→ TASK INSTRUCTIONS
Convert all the rows below into a Markdown table with the columns "No." and "Row text," numbering each row and skipping blank lines. Leave the pictures out of the table.

-- START INPUT --

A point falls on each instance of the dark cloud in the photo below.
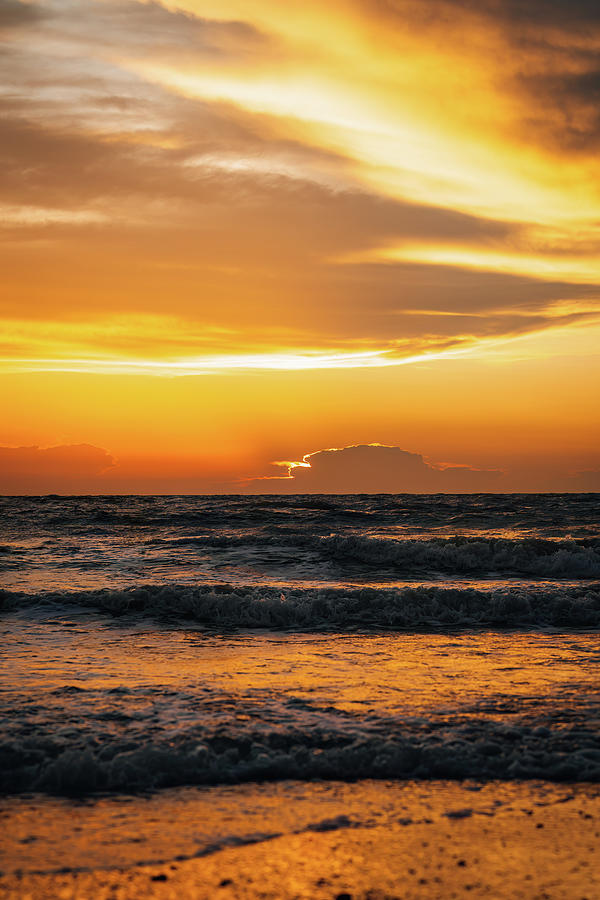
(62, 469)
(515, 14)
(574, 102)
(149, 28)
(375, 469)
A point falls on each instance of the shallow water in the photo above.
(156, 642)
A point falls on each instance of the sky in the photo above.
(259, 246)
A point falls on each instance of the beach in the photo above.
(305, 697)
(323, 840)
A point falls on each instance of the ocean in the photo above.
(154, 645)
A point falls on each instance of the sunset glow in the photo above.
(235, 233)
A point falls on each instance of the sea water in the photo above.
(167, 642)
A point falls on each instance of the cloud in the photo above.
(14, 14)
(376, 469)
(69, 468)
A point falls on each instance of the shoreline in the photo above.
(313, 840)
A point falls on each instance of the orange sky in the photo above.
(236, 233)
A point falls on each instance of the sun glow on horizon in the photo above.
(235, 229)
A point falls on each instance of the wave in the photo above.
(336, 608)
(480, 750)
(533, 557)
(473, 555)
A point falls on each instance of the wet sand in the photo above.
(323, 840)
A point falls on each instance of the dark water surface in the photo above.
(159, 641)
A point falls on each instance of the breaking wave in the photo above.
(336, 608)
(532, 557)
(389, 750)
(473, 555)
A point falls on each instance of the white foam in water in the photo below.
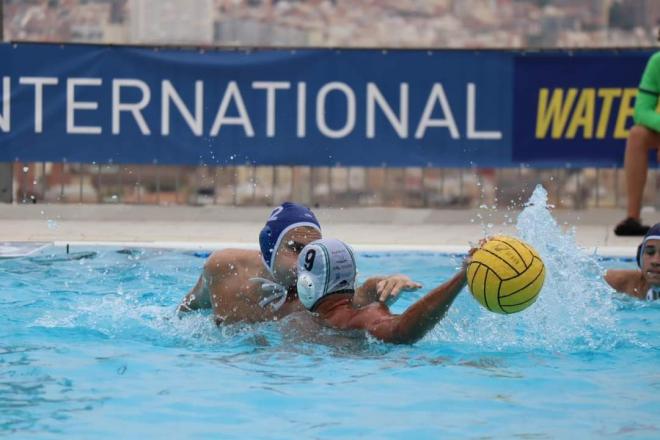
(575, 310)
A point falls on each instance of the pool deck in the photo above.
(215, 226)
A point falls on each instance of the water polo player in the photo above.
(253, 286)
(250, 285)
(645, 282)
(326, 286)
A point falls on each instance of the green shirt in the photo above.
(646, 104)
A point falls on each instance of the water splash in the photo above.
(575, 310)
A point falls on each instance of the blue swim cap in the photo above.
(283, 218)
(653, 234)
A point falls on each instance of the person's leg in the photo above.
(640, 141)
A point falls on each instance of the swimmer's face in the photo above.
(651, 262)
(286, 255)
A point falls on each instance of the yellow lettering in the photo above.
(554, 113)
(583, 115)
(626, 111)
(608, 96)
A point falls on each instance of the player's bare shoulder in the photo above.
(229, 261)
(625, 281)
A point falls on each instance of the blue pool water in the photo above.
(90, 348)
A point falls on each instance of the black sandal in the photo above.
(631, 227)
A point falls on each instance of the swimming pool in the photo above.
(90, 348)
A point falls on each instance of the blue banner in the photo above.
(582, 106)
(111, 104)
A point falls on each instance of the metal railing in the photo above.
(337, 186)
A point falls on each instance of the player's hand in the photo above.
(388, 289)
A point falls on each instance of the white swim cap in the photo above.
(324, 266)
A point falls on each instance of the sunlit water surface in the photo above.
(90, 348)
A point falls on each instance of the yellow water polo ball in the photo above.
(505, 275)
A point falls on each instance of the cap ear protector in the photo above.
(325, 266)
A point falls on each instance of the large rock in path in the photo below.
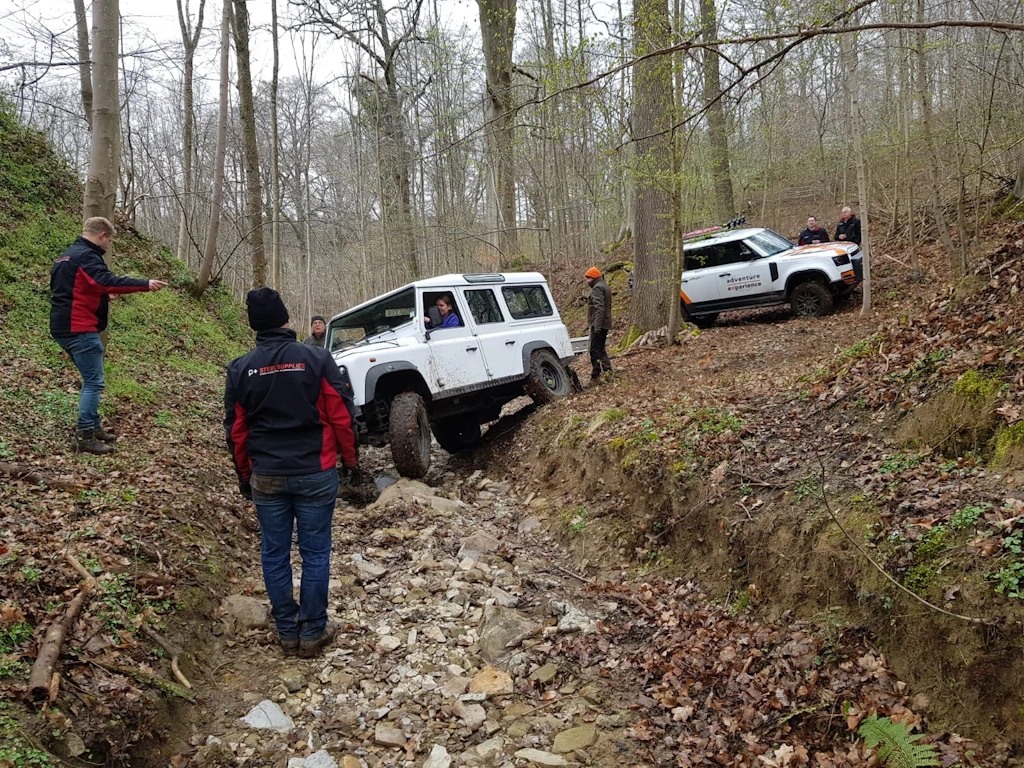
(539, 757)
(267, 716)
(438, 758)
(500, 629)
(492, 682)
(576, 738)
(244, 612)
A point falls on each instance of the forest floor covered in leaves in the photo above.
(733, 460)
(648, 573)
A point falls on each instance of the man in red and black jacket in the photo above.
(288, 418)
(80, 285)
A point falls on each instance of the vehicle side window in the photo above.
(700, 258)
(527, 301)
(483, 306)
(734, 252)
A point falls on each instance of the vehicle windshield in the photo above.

-- END INPUT --

→ TASK OUTPUT
| No. | Row text |
|---|---|
| 1 | A point falls on each instance of the dark cloud in the photo below. |
| 2 | (62, 469) |
| 3 | (515, 14) |
| 4 | (574, 102) |
| 5 | (149, 28) |
| 6 | (375, 469) |
| 7 | A point falls on each instance of the shallow water in the photo above. |
| 8 | (156, 642) |
| 9 | A point falls on each instance of the sky in the photo above. |
| 10 | (259, 246) |
| 11 | A point falls on each instance of the beach in the photo above. |
| 12 | (305, 697) |
| 13 | (323, 840) |
| 14 | A point falls on each instance of the ocean in the photo above. |
| 15 | (154, 645) |
| 16 | A point falls on each instance of the sunset glow in the photo above. |
| 17 | (235, 233) |
| 18 | A point falls on each instance of the sea water in the photo above. |
| 19 | (167, 642) |
| 20 | A point falls on each instance of the cloud in the photo above. |
| 21 | (14, 14) |
| 22 | (376, 469) |
| 23 | (69, 468) |
| 24 | A point falls on each instance of the shoreline in the photo above. |
| 25 | (313, 840) |
| 26 | A point falls on each instance of the orange sky in the photo above. |
| 27 | (236, 233) |
| 28 | A point falls on each instance of the sun glow on horizon in the photo above. |
| 29 | (235, 229) |
| 30 | A point falls on each instance of the wave in the photo above. |
| 31 | (336, 608) |
| 32 | (480, 750) |
| 33 | (533, 557) |
| 34 | (473, 555) |
| 35 | A point falls on each instance of the wet sand in the photo above. |
| 36 | (323, 840) |
| 37 | A point falls on each instance of the dark water surface in the photo above. |
| 38 | (159, 641) |
| 39 | A point falls on each instance of the breaking wave in the photo above. |
| 40 | (336, 608) |
| 41 | (532, 557) |
| 42 | (389, 750) |
| 43 | (473, 555) |
| 44 | A point falls on each instance of the white foam in water in the photo below. |
| 45 | (575, 310) |
| 46 | A point falls on each instance of the pool deck in the photo above. |
| 47 | (215, 226) |
| 48 | A point falls on each instance of the water polo player in the photo above. |
| 49 | (253, 286) |
| 50 | (250, 285) |
| 51 | (645, 282) |
| 52 | (326, 286) |
| 53 | A point falls on each instance of the green shirt in the photo above. |
| 54 | (646, 104) |
| 55 | A point falls on each instance of the water splash in the photo above. |
| 56 | (575, 310) |
| 57 | A point falls on each instance of the blue swim cap in the photo above. |
| 58 | (283, 218) |
| 59 | (653, 234) |
| 60 | A point falls on each instance of the person's leg in the photo above. |
| 61 | (640, 141) |
| 62 | A point falls on each instance of the swimmer's face in the photo above. |
| 63 | (651, 262) |
| 64 | (286, 255) |
| 65 | A point falls on each instance of the yellow lettering in the photo above. |
| 66 | (554, 113) |
| 67 | (583, 115) |
| 68 | (626, 111) |
| 69 | (608, 96) |
| 70 | A point falls on each instance of the player's bare shoulder in the photo above. |
| 71 | (229, 261) |
| 72 | (625, 281) |
| 73 | A point falls on each instance of the blue pool water in the photo above. |
| 74 | (90, 348) |
| 75 | A point falls on each instance of the black sandal in the photo above. |
| 76 | (631, 227) |
| 77 | A point falls on each instance of the swimming pool in the photo above. |
| 78 | (90, 348) |
| 79 | A point falls on each instance of the blue banner in the photo above. |
| 80 | (582, 106) |
| 81 | (111, 104) |
| 82 | A point falls on each instance of the metal railing in the photo above. |
| 83 | (337, 186) |
| 84 | A point falls on each instance of the player's hand in the photo above. |
| 85 | (388, 289) |
| 86 | A point falls on each instance of the white swim cap in the photo above. |
| 87 | (324, 266) |
| 88 | A point falls on each instance of the sunlit water surface in the photo above. |
| 89 | (90, 348) |
| 90 | A point falls on each instance of the yellow water polo ball in the photo above. |
| 91 | (505, 275) |
| 92 | A point falls on each instance of the cap ear protector in the photo above. |
| 93 | (325, 266) |
| 94 | A point falls on each instance of the large rock in path in the photo below. |
| 95 | (539, 757) |
| 96 | (267, 716) |
| 97 | (438, 758) |
| 98 | (500, 629) |
| 99 | (492, 682) |
| 100 | (576, 738) |
| 101 | (244, 612) |
| 102 | A point falls on each instance of the forest floor covered in leaves in the photo above. |
| 103 | (733, 460) |
| 104 | (648, 573) |
| 105 | A point falls on each instance of the man in red and black jacket in the photo above. |
| 106 | (288, 418) |
| 107 | (80, 285) |
| 108 | A point falls on each instance of the vehicle side window in the photo above. |
| 109 | (700, 258) |
| 110 | (527, 301) |
| 111 | (483, 306) |
| 112 | (734, 252) |
| 113 | A point falls on each instance of the vehicle windshield in the photo above. |